Aim of the task.
Write out again, exactly, the lines below starting at the one with "117L300 108H289L282 116V120H276L275" and ending at the one with "positive clicks: (602, 386)".

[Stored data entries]
BEGIN
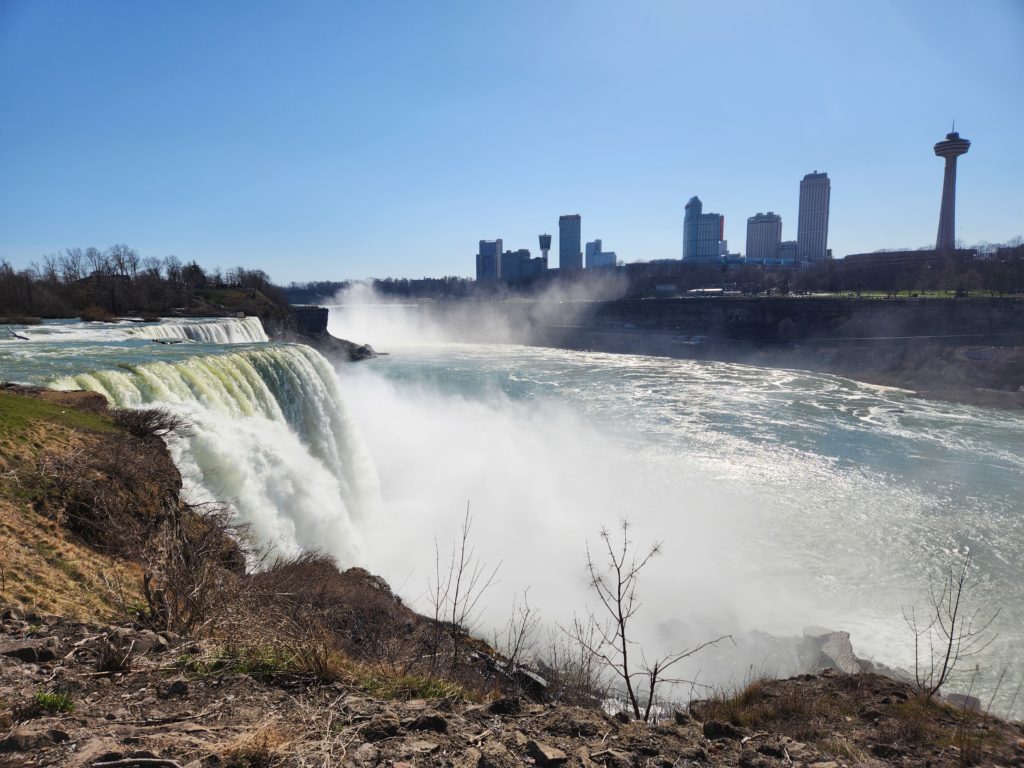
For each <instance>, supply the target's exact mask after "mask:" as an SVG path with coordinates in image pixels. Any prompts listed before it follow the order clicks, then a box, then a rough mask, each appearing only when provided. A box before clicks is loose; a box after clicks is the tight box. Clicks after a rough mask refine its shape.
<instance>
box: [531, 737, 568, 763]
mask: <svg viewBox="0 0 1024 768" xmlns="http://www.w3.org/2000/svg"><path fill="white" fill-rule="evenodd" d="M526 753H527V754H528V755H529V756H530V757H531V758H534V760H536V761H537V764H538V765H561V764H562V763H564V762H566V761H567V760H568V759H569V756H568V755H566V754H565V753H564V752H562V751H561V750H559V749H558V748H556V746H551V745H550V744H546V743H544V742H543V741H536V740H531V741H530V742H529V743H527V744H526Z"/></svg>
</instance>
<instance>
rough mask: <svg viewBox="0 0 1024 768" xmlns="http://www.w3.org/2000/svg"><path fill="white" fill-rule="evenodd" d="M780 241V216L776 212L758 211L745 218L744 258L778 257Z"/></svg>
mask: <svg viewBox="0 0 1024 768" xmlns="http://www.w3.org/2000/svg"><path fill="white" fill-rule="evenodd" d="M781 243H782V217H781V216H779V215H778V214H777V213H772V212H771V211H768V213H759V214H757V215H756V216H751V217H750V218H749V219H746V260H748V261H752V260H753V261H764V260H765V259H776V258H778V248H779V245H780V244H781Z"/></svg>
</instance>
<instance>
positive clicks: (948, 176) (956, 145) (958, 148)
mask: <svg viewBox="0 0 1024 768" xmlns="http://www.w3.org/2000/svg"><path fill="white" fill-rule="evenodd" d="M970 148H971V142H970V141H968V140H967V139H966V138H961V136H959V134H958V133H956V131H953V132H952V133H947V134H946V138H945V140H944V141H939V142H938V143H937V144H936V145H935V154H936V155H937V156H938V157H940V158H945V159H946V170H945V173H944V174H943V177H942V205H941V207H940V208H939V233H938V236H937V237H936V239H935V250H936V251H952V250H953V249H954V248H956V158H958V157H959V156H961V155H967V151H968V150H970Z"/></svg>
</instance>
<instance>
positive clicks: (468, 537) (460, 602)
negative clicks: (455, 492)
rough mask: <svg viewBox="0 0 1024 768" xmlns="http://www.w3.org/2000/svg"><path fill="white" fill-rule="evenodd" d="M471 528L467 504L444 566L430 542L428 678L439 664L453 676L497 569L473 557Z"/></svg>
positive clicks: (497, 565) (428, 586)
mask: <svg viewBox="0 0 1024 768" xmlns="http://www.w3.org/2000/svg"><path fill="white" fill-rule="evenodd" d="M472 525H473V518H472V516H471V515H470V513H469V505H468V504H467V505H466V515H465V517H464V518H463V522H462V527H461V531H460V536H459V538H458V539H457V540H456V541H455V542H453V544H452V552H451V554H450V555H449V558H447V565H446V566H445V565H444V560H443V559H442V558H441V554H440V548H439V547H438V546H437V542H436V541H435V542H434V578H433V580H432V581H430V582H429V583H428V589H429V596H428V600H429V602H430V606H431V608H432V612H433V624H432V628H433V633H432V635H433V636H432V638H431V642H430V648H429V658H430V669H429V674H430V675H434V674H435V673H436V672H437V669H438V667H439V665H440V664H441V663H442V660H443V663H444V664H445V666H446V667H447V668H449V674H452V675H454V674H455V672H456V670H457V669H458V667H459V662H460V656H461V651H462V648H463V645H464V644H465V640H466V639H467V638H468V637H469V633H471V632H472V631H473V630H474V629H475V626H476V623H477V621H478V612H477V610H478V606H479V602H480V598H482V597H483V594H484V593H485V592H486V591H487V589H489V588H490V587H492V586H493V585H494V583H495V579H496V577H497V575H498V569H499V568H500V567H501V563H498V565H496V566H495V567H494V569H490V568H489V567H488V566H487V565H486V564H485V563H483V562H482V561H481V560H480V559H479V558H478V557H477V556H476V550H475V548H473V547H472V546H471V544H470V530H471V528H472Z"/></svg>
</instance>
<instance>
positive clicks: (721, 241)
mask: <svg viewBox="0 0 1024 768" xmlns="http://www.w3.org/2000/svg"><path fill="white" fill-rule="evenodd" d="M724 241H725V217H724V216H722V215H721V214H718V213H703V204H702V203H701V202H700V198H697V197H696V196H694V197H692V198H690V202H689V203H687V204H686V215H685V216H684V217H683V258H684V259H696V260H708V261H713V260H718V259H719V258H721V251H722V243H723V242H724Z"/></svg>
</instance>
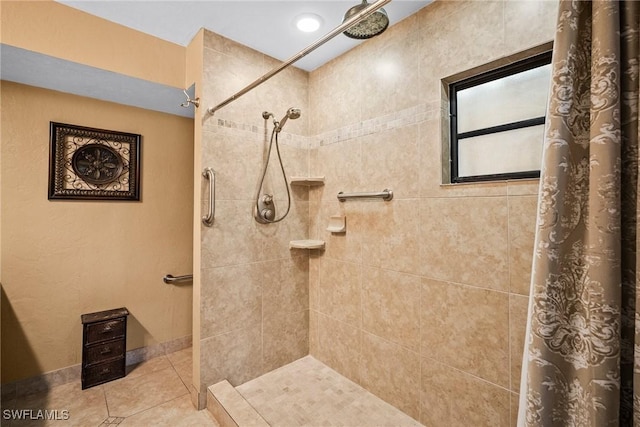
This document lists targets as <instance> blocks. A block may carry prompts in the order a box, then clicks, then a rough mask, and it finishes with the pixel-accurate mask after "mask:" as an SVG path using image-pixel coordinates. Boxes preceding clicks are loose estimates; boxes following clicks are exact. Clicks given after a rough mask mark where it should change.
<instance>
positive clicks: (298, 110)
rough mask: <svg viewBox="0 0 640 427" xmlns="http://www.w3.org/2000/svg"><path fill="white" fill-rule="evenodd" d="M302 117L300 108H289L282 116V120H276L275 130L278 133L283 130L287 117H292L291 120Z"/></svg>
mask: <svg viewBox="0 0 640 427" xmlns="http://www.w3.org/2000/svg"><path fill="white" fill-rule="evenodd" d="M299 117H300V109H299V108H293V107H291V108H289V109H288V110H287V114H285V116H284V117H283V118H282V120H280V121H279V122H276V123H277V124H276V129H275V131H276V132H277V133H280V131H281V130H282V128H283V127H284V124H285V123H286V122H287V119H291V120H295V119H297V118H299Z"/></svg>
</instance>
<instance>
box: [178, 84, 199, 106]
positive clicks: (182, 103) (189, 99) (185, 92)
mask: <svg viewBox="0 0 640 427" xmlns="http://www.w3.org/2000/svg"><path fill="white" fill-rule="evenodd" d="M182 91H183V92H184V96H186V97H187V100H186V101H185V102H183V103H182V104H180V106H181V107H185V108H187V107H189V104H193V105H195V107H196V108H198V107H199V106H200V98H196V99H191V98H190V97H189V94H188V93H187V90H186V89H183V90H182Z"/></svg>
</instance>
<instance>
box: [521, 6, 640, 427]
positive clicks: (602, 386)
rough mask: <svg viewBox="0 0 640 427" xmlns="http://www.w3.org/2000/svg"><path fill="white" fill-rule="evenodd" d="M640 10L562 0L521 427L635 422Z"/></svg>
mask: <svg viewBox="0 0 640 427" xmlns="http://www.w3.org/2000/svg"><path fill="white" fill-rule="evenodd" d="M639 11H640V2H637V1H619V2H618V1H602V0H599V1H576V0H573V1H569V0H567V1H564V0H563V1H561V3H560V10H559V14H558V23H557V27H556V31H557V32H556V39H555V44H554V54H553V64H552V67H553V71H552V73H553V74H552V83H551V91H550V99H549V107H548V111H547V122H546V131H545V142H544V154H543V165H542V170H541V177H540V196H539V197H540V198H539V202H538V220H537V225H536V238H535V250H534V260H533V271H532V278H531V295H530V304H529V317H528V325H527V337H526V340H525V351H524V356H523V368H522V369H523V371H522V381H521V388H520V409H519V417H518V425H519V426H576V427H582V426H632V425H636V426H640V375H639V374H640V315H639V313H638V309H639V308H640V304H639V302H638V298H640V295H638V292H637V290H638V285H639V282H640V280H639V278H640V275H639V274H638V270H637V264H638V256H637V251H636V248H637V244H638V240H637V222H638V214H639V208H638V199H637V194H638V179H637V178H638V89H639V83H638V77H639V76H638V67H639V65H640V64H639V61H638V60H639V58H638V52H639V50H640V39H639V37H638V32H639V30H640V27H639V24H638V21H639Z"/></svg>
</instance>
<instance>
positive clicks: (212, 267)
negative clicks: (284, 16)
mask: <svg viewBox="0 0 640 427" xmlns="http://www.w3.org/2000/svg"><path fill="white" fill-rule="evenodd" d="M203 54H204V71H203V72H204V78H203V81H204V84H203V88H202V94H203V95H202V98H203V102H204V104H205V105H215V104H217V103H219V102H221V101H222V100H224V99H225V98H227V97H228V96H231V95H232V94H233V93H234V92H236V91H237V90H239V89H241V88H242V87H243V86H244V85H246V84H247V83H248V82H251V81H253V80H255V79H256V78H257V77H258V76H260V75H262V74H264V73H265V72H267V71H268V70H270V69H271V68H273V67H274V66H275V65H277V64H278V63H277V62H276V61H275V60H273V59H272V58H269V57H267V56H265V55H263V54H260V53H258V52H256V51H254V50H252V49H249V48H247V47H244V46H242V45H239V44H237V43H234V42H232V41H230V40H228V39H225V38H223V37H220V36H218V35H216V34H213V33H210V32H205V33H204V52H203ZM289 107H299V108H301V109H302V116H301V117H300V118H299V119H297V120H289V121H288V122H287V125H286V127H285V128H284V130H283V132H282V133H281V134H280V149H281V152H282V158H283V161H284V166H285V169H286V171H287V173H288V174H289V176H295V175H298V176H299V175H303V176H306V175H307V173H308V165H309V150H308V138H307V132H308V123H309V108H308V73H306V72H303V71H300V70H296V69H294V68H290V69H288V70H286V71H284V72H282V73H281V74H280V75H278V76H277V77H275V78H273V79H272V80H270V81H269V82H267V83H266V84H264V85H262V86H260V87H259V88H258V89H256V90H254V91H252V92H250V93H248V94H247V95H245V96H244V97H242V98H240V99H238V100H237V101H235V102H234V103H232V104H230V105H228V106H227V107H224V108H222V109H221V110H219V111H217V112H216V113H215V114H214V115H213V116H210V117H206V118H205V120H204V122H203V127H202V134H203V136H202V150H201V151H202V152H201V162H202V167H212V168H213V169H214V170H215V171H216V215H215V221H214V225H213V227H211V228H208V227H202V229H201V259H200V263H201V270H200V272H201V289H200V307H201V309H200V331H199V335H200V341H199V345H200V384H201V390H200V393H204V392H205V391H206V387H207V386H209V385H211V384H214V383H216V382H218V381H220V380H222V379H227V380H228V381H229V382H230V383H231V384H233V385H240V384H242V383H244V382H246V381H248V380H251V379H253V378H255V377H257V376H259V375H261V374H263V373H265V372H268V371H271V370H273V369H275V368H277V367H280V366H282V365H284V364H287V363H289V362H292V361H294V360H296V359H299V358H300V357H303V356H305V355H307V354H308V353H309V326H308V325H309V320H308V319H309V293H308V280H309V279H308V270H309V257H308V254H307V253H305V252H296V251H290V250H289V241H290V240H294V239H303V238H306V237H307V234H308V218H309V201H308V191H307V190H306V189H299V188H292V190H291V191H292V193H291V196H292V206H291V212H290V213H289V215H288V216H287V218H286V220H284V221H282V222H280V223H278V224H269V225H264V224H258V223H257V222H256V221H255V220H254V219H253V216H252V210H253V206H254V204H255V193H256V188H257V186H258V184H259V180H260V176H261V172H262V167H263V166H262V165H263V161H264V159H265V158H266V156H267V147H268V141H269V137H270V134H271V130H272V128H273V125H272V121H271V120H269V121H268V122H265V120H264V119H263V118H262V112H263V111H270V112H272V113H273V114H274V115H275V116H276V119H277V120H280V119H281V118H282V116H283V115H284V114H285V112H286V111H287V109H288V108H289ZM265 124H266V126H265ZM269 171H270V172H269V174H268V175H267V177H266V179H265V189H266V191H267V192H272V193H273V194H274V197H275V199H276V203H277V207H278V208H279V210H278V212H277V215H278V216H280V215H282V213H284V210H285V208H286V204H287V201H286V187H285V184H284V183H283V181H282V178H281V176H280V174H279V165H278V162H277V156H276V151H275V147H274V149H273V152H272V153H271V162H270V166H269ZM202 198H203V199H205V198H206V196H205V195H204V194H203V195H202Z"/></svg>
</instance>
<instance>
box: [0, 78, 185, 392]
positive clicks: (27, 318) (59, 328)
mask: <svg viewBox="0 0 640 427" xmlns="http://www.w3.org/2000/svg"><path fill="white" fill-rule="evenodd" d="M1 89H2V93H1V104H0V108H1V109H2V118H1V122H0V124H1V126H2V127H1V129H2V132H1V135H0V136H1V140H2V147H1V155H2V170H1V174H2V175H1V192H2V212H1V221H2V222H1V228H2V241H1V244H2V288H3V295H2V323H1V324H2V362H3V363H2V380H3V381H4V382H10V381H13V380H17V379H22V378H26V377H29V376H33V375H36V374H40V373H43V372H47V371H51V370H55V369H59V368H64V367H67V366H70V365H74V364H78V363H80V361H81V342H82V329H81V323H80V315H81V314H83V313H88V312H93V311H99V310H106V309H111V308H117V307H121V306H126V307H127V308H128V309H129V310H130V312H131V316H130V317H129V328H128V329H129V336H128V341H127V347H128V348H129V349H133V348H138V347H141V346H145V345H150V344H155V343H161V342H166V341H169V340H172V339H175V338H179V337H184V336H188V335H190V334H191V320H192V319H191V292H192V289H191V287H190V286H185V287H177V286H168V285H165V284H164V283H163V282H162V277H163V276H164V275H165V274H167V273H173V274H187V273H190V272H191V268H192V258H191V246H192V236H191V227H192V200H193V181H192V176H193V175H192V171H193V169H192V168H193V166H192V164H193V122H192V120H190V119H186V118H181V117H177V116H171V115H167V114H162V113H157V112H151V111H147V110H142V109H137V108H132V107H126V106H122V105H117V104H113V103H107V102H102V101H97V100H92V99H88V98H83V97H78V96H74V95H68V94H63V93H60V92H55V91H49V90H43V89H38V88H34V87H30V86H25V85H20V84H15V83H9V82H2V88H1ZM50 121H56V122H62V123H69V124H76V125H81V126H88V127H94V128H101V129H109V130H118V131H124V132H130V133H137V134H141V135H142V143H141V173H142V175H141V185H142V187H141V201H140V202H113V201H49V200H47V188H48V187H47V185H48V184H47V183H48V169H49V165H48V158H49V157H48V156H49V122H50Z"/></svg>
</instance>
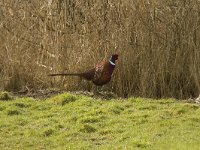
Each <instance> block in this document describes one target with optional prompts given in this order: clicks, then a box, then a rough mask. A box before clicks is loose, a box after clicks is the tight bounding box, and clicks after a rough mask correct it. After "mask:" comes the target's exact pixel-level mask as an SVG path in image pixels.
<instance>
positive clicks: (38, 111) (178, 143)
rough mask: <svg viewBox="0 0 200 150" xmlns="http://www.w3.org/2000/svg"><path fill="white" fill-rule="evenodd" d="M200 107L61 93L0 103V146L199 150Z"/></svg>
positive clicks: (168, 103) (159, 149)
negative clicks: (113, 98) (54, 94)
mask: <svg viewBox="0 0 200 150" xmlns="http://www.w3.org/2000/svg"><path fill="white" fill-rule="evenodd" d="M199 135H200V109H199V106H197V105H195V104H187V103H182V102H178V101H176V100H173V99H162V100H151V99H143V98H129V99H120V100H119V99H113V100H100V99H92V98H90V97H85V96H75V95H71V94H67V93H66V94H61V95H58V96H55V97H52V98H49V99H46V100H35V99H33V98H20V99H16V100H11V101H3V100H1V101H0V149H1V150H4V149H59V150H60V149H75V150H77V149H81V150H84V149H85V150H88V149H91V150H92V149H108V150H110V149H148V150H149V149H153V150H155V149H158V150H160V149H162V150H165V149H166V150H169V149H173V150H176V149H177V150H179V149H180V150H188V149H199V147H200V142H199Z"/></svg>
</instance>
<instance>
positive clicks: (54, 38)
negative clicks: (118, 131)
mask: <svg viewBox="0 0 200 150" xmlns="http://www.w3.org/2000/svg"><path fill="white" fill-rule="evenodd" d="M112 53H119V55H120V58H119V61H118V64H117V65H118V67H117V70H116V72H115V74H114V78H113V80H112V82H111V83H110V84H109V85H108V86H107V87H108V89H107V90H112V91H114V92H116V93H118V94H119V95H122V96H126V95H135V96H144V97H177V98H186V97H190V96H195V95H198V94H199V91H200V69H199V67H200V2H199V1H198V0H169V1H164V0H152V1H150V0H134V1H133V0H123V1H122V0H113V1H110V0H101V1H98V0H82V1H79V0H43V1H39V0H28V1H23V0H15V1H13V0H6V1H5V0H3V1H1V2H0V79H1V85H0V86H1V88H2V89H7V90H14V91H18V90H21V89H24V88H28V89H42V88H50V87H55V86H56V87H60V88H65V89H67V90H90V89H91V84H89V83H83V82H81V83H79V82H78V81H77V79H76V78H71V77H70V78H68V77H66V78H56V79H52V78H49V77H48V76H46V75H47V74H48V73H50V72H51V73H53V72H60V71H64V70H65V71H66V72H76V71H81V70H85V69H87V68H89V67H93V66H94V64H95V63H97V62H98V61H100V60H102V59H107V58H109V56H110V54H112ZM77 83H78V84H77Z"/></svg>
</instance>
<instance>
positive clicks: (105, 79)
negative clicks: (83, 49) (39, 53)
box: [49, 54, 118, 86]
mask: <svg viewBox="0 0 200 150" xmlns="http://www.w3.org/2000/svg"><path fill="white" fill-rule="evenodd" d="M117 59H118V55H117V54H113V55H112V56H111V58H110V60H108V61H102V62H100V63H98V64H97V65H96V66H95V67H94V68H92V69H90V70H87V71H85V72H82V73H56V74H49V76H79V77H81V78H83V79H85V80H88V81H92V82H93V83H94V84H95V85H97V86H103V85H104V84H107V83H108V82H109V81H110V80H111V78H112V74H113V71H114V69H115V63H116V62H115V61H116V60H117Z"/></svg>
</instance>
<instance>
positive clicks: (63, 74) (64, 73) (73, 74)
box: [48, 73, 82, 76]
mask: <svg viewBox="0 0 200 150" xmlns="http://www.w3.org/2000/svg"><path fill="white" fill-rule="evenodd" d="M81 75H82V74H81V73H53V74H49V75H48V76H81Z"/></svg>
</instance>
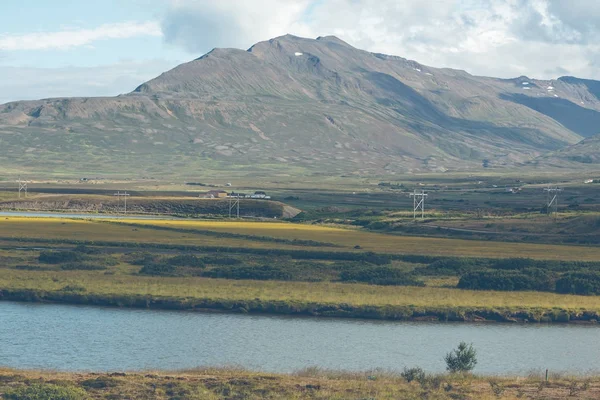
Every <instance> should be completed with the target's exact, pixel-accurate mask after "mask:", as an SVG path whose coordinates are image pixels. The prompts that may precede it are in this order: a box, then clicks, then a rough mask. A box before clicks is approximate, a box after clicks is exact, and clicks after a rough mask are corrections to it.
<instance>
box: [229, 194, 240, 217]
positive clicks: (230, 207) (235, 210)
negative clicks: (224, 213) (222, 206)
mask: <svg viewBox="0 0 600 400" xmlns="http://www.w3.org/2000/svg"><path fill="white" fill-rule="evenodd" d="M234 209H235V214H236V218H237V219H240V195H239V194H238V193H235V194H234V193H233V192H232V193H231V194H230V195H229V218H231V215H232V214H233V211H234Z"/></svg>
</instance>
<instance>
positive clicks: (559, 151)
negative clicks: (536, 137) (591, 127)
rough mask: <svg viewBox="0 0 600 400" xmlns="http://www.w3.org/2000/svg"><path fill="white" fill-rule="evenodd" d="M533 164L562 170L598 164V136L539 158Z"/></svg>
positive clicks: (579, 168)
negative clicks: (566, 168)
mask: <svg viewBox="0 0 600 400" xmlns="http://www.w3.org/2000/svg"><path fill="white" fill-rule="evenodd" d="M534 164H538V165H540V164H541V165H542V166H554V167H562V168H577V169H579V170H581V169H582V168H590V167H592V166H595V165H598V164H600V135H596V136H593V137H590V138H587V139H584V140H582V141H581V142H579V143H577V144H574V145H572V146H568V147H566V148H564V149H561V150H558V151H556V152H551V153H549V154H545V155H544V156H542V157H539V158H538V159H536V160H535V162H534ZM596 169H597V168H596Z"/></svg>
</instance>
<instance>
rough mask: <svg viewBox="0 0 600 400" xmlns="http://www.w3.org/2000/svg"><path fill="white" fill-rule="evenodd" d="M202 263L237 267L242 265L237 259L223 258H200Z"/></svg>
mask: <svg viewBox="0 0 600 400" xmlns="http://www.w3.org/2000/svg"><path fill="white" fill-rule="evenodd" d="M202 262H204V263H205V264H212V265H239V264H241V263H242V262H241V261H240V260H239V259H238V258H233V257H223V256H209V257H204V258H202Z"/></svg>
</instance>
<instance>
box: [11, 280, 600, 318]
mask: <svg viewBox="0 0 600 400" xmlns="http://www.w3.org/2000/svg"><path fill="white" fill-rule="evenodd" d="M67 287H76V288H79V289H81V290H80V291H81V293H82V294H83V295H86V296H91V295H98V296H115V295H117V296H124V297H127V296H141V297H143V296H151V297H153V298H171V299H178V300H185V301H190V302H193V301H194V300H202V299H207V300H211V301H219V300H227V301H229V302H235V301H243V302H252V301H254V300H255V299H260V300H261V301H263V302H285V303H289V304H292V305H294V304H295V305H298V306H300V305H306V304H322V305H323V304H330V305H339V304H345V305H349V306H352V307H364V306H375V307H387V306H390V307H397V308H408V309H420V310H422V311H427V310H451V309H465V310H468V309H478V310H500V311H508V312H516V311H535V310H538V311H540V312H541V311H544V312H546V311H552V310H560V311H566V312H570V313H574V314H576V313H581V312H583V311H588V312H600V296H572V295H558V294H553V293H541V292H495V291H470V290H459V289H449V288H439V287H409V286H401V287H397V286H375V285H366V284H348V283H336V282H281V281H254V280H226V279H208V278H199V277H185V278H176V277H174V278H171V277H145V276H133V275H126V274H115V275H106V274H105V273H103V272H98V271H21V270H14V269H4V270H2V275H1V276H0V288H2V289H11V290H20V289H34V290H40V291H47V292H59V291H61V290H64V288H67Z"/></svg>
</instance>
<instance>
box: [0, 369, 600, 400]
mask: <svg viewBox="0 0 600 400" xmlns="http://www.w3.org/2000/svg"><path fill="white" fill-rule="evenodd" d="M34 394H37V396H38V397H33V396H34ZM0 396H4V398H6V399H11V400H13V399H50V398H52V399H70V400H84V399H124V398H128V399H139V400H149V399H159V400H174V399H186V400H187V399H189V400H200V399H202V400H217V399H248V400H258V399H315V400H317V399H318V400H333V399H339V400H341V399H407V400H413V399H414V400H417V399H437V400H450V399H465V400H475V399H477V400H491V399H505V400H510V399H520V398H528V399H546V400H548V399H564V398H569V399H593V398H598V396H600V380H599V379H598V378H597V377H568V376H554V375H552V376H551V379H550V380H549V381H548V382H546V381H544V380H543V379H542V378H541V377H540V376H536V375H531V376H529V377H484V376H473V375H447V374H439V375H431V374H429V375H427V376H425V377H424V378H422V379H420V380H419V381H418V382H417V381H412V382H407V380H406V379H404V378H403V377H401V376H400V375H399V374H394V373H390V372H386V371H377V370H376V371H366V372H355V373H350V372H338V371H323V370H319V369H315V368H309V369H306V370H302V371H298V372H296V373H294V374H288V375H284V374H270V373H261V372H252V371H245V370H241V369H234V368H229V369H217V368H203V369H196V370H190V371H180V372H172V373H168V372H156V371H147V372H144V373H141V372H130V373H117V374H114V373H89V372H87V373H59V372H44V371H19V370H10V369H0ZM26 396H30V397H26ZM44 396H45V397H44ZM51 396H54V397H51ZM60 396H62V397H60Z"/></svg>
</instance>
END
Worked solution.
rough mask: <svg viewBox="0 0 640 427" xmlns="http://www.w3.org/2000/svg"><path fill="white" fill-rule="evenodd" d="M302 117L300 108H289L282 116V120H276L275 130L278 133L283 130L287 117H292L291 120Z"/></svg>
mask: <svg viewBox="0 0 640 427" xmlns="http://www.w3.org/2000/svg"><path fill="white" fill-rule="evenodd" d="M299 117H300V109H299V108H293V107H291V108H289V109H288V110H287V114H285V116H284V117H283V118H282V120H280V121H279V122H276V123H277V124H276V129H275V131H276V132H277V133H280V131H281V130H282V128H283V127H284V124H285V123H286V122H287V119H291V120H295V119H297V118H299Z"/></svg>
</instance>
<instance>
box: [178, 84, 199, 106]
positive clicks: (182, 103) (189, 99) (185, 92)
mask: <svg viewBox="0 0 640 427" xmlns="http://www.w3.org/2000/svg"><path fill="white" fill-rule="evenodd" d="M182 91H183V92H184V96H186V97H187V100H186V101H185V102H183V103H182V104H180V106H181V107H185V108H187V107H189V104H193V105H195V107H196V108H198V107H199V106H200V98H196V99H191V98H190V97H189V94H188V93H187V90H186V89H183V90H182Z"/></svg>
</instance>
<instance>
box: [521, 6, 640, 427]
positive clicks: (602, 386)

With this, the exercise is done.